Dati delle maschere di segmentazione
-*-

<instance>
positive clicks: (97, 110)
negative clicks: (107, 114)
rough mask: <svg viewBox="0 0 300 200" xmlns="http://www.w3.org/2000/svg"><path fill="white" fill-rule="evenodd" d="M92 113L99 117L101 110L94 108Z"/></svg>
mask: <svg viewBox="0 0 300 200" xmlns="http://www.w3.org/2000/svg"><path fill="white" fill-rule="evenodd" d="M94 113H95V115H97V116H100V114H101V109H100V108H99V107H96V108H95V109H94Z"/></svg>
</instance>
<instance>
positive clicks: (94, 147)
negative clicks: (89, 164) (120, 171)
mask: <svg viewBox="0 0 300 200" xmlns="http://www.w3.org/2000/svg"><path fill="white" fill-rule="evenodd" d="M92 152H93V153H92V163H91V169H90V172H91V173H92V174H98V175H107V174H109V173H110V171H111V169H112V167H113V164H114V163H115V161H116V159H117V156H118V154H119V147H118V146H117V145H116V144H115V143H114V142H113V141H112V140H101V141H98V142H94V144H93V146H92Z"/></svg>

-*-

*Lavoro da svolgere:*
Modifica i record riportati sopra sostituendo "negative clicks" con "negative points" in ogni punto in cui compare. Tutto il resto deve restare invariato.

*Risposta attesa:*
<instance>
positive clicks: (97, 110)
negative points: (107, 114)
rough mask: <svg viewBox="0 0 300 200" xmlns="http://www.w3.org/2000/svg"><path fill="white" fill-rule="evenodd" d="M92 113L99 117L101 110L94 108Z"/></svg>
mask: <svg viewBox="0 0 300 200" xmlns="http://www.w3.org/2000/svg"><path fill="white" fill-rule="evenodd" d="M94 113H95V115H97V116H100V114H101V109H100V108H99V107H96V108H95V109H94Z"/></svg>
</instance>
<instance>
positive clicks: (94, 147)
negative points: (89, 164) (120, 171)
mask: <svg viewBox="0 0 300 200" xmlns="http://www.w3.org/2000/svg"><path fill="white" fill-rule="evenodd" d="M92 152H93V153H92V163H91V169H90V172H91V173H92V174H98V175H107V174H109V173H110V171H111V169H112V167H113V164H114V163H115V161H116V159H117V156H118V154H119V147H118V146H117V145H116V144H115V143H114V142H113V141H112V140H101V141H98V142H94V144H93V146H92Z"/></svg>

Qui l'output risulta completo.